This is one of the most delicious relishes that I’ve ever made.
I’ve had red onion marmalade on my to-make list for a while now and I don’t know why I waited this long, because not only is it easy to make and delicious, there are an endless number of things it can be eaten with, try it with:
- sausages, burgers or steak
- a dollop or two in pasta sauces or casseroles
- the filling in little tarts under a layer of blue cheese
- or simply with cheese and crusty bread
Ingredients:
1kg red onions
100ml olive oil
a pinch of sea-salt & black pepper to taste
2 sprigs of rosemary
150g dark brown sugar
100ml red wine
50ml port
75ml red wine vinegar
Storage jars:
jam jars with wide opening are perfect for this, I used three, care is needed to sterilise the jars so that the relish can be kept for as long as possible without spoiling, see instructions below.

» **Excerpted data**:

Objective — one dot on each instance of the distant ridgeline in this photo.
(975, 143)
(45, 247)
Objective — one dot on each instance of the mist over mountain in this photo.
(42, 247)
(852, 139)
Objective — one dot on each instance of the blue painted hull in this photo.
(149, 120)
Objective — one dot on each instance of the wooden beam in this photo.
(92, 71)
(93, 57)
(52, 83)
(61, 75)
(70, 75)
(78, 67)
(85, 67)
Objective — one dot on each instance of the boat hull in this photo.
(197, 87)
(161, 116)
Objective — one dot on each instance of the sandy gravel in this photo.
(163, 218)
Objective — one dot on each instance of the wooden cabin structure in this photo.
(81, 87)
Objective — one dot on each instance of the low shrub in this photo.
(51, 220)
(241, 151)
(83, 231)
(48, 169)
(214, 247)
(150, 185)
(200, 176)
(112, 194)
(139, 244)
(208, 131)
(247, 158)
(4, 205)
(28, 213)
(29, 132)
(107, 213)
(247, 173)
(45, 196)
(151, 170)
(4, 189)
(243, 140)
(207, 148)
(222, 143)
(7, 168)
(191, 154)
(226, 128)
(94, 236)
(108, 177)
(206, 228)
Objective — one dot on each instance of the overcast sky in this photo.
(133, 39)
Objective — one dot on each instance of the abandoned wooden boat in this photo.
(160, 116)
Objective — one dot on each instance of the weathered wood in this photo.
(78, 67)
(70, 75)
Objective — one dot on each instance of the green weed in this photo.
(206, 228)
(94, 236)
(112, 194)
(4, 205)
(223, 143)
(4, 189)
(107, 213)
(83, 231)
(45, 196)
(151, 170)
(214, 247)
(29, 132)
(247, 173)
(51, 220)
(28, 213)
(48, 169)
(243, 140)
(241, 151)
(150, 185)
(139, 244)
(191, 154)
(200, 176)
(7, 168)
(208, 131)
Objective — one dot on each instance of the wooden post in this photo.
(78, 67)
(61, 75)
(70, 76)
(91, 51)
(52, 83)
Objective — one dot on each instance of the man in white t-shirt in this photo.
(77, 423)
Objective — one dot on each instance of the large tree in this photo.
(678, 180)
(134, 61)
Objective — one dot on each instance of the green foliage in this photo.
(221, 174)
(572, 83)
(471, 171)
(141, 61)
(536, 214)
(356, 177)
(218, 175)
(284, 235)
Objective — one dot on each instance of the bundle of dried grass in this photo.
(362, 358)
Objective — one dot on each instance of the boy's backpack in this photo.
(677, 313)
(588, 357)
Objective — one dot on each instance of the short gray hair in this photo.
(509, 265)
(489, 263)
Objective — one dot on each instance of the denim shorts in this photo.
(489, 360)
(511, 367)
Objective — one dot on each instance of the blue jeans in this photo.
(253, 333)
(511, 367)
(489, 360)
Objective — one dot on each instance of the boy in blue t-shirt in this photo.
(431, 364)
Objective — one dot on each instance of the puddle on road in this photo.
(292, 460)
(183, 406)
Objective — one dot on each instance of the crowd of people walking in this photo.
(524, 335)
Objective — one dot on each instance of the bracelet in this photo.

» **Directive**: According to the red onion marmalade recipe, why should the storage jars be sterilized? Answer in one to three sentences. The entries are separate material and have no connection to the red onion marmalade recipe.

» **Output of the exercise**: The jars should be sterilized so the relish can be kept for as long as possible without spoiling.